Write out nothing except the lines of the entries below, from the first through the one containing "Target: wooden handrail", exactly and without pictures.

Provided data >>
....

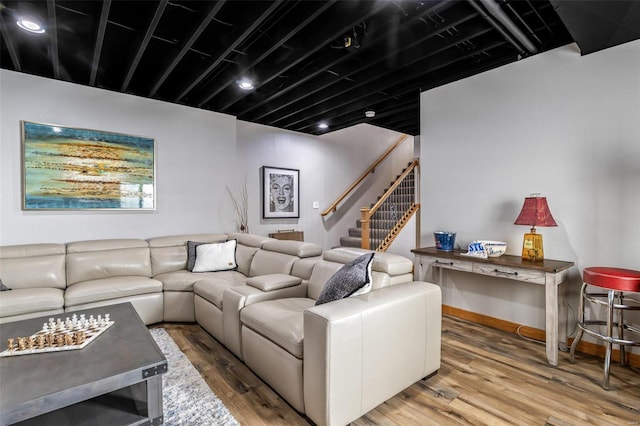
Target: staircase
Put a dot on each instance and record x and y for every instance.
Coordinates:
(388, 215)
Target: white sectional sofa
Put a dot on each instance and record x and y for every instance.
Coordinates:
(332, 362)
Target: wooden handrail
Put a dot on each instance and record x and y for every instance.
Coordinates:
(334, 206)
(392, 188)
(366, 213)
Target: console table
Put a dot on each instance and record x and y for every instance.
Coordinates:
(550, 273)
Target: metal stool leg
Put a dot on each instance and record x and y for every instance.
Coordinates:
(623, 356)
(574, 345)
(609, 344)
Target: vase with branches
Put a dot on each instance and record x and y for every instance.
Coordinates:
(241, 206)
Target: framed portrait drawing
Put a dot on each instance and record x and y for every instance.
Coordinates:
(67, 168)
(280, 193)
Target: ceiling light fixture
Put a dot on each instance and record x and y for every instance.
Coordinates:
(30, 25)
(245, 84)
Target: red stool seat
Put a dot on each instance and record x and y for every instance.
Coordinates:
(617, 282)
(613, 278)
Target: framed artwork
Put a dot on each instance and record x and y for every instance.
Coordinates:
(66, 168)
(280, 193)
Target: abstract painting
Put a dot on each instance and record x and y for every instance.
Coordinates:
(280, 195)
(70, 168)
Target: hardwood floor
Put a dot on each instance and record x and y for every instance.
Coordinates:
(487, 377)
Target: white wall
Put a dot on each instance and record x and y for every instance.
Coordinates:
(328, 165)
(196, 155)
(564, 125)
(199, 155)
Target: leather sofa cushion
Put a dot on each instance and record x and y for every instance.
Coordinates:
(294, 248)
(280, 321)
(273, 281)
(270, 262)
(391, 264)
(33, 266)
(110, 288)
(170, 253)
(249, 240)
(184, 280)
(213, 289)
(27, 300)
(128, 260)
(244, 257)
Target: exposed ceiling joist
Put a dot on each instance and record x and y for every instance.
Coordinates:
(313, 61)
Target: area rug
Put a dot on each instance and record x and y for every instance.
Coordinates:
(187, 399)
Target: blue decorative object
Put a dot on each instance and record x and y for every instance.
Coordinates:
(444, 240)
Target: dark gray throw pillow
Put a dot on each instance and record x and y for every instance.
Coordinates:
(347, 280)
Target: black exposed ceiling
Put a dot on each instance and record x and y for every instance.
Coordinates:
(312, 61)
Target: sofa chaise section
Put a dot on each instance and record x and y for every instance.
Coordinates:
(272, 261)
(336, 361)
(35, 273)
(106, 272)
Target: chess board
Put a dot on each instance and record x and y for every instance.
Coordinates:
(58, 335)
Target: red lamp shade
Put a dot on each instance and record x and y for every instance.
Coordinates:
(535, 212)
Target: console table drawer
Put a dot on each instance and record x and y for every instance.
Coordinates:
(536, 277)
(447, 263)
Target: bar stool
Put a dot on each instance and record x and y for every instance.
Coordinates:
(617, 282)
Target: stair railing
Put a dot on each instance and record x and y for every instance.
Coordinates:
(334, 206)
(382, 223)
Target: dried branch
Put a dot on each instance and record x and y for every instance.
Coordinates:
(241, 206)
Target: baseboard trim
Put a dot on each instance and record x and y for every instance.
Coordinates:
(584, 347)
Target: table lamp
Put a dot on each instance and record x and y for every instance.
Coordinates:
(535, 212)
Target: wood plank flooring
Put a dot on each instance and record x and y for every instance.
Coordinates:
(487, 377)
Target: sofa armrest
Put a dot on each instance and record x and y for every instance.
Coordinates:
(236, 298)
(273, 282)
(361, 351)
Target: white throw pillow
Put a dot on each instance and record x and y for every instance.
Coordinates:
(216, 257)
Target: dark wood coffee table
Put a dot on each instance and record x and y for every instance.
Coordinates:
(115, 380)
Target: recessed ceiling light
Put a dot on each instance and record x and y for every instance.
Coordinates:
(31, 26)
(245, 84)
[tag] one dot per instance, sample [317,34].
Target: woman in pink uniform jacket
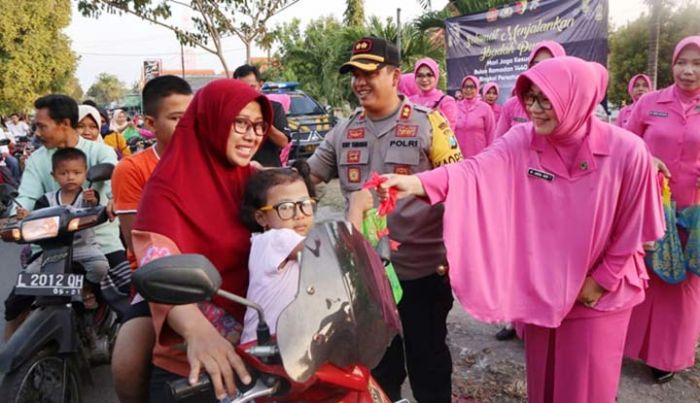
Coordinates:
[638,86]
[491,93]
[475,122]
[664,329]
[546,228]
[512,112]
[427,74]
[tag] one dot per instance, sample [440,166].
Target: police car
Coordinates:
[307,120]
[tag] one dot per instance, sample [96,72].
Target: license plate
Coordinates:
[43,284]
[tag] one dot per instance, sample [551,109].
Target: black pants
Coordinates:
[423,310]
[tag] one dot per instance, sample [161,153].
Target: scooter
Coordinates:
[46,358]
[339,325]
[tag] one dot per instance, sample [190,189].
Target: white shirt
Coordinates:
[271,286]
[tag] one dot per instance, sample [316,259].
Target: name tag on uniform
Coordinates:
[540,174]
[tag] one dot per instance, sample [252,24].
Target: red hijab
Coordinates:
[194,194]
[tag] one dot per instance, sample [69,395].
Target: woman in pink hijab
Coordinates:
[407,85]
[475,122]
[427,74]
[512,112]
[491,93]
[664,329]
[638,86]
[546,227]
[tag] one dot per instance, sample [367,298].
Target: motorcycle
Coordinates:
[60,340]
[339,325]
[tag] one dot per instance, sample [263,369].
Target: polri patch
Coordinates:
[406,112]
[353,156]
[402,170]
[354,175]
[540,174]
[354,134]
[404,131]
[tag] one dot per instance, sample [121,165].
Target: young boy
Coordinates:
[69,170]
[165,100]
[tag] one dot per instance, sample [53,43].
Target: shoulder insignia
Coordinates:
[406,112]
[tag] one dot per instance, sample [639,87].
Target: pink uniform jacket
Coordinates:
[475,123]
[435,99]
[523,230]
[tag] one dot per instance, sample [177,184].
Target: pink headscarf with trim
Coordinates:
[407,85]
[553,47]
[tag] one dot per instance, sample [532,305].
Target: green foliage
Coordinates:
[35,56]
[106,89]
[629,48]
[354,13]
[314,56]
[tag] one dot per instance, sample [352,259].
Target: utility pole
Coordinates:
[182,59]
[398,30]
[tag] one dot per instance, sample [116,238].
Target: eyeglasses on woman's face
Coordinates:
[287,210]
[243,126]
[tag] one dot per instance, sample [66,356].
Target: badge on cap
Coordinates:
[406,131]
[353,156]
[354,174]
[406,112]
[362,46]
[354,134]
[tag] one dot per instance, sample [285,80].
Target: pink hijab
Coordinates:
[553,47]
[469,103]
[521,245]
[407,85]
[633,81]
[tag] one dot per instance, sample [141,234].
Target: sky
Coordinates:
[119,44]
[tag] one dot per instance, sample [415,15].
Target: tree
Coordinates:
[354,13]
[35,56]
[629,47]
[107,89]
[212,20]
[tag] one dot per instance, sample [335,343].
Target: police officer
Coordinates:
[389,134]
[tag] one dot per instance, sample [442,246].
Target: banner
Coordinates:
[151,69]
[495,45]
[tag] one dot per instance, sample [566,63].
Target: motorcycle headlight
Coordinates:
[41,228]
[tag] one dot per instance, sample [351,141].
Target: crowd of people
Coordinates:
[533,213]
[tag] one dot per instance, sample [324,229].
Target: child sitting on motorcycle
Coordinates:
[278,207]
[69,170]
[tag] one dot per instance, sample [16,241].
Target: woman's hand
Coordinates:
[590,293]
[360,201]
[207,349]
[407,185]
[659,166]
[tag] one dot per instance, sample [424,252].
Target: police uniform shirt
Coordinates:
[411,140]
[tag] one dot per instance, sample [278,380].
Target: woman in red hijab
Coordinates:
[191,205]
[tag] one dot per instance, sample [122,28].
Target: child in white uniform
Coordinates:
[279,208]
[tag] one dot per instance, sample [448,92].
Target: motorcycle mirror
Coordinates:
[100,172]
[7,193]
[177,280]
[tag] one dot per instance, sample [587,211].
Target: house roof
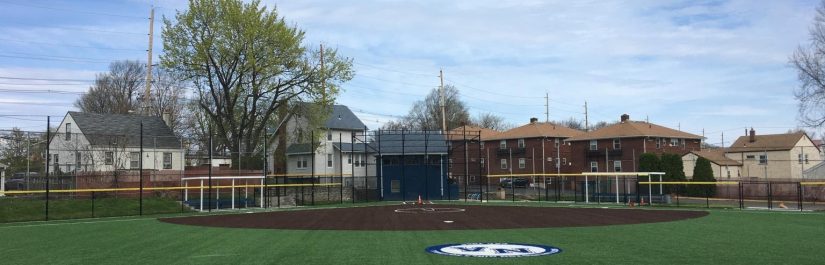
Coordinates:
[629,129]
[295,149]
[342,118]
[536,130]
[471,132]
[102,129]
[409,142]
[767,142]
[717,157]
[352,148]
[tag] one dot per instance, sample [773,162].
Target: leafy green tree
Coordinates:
[247,65]
[649,162]
[672,166]
[702,172]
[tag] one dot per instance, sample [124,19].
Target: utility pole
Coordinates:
[443,102]
[586,121]
[146,94]
[323,79]
[547,106]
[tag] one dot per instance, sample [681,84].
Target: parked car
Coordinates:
[518,182]
[17,181]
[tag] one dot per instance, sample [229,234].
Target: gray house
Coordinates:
[108,142]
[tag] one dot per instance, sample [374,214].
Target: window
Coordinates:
[359,160]
[395,186]
[109,158]
[167,160]
[302,162]
[134,160]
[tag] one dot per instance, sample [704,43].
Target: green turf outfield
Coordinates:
[723,237]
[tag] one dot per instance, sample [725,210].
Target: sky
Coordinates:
[712,66]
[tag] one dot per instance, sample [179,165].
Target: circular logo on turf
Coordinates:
[493,250]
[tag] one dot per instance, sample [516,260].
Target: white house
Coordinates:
[335,153]
[722,166]
[784,156]
[108,142]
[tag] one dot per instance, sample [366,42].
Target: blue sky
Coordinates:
[720,66]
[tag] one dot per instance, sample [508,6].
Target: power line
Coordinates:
[490,92]
[72,46]
[46,79]
[51,59]
[392,70]
[71,10]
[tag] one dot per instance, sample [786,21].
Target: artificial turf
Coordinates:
[723,237]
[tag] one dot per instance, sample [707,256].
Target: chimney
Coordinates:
[167,118]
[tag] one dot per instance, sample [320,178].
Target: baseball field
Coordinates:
[392,233]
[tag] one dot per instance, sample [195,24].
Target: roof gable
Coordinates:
[717,157]
[628,129]
[342,118]
[537,130]
[103,129]
[767,142]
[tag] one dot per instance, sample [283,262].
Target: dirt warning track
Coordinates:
[436,217]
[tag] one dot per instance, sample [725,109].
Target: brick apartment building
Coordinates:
[617,147]
[537,147]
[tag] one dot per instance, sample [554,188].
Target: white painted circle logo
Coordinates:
[493,250]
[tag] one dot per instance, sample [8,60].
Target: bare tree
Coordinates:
[491,121]
[572,123]
[167,97]
[809,62]
[426,114]
[116,91]
[245,63]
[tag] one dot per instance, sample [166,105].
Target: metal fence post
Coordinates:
[140,196]
[48,157]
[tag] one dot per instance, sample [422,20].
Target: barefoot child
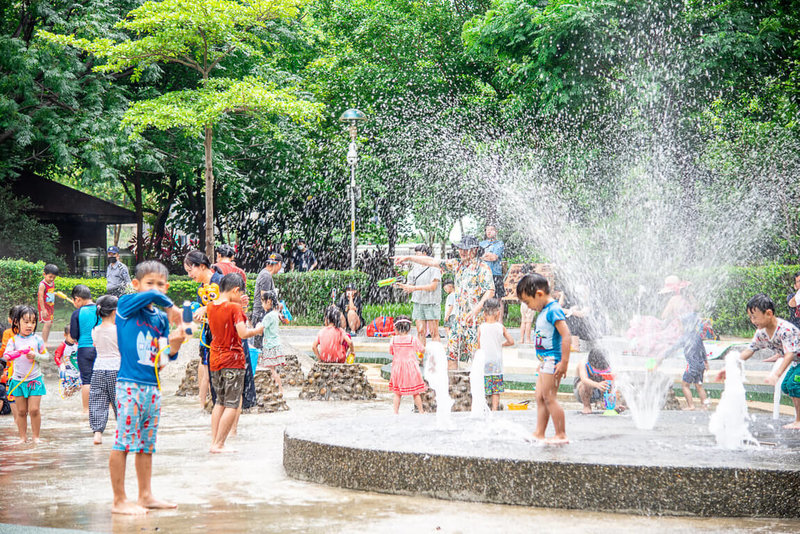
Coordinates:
[228,326]
[271,352]
[140,328]
[46,299]
[332,344]
[492,337]
[782,337]
[405,378]
[106,367]
[553,343]
[26,349]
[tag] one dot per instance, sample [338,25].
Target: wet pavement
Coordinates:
[64,482]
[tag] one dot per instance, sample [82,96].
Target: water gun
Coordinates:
[13,355]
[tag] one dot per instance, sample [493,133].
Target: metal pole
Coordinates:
[353,216]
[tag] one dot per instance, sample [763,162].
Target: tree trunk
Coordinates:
[209,197]
[137,184]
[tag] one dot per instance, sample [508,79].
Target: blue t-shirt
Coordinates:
[548,339]
[138,331]
[495,247]
[81,324]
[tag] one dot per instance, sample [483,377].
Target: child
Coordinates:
[46,299]
[553,342]
[66,357]
[450,310]
[106,367]
[228,326]
[332,344]
[492,337]
[271,353]
[83,320]
[592,380]
[405,378]
[140,328]
[26,349]
[782,337]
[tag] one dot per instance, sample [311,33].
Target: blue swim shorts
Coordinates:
[138,412]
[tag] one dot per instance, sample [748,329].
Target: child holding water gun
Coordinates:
[104,376]
[492,337]
[405,378]
[271,352]
[26,349]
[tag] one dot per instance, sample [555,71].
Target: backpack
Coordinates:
[381,327]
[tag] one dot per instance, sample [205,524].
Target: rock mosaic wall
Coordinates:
[337,381]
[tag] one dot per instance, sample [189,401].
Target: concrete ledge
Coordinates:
[603,469]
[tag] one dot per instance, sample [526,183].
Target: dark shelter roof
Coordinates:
[58,203]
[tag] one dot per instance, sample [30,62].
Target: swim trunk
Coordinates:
[86,358]
[229,384]
[28,388]
[493,384]
[693,375]
[138,412]
[426,312]
[791,382]
[548,366]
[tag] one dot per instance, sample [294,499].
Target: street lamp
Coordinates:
[352,117]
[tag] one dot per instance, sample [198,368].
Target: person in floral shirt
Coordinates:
[474,285]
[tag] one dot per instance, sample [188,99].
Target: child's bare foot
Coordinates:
[221,450]
[156,504]
[128,508]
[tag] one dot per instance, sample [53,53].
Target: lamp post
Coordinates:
[352,117]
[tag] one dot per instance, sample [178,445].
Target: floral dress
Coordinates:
[471,280]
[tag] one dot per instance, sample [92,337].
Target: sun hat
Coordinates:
[673,284]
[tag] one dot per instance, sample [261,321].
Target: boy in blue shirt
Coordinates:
[140,329]
[553,342]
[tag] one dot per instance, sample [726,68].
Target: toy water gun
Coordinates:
[13,355]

....

Exercise response >>
Target: staircase
Put a dot on each instance and record x and y for every instance.
Coordinates:
(388, 215)
Target: white sectional sofa
Put a dot on each instance and record x and y for every instance.
Coordinates:
(332, 362)
Target: wooden handrail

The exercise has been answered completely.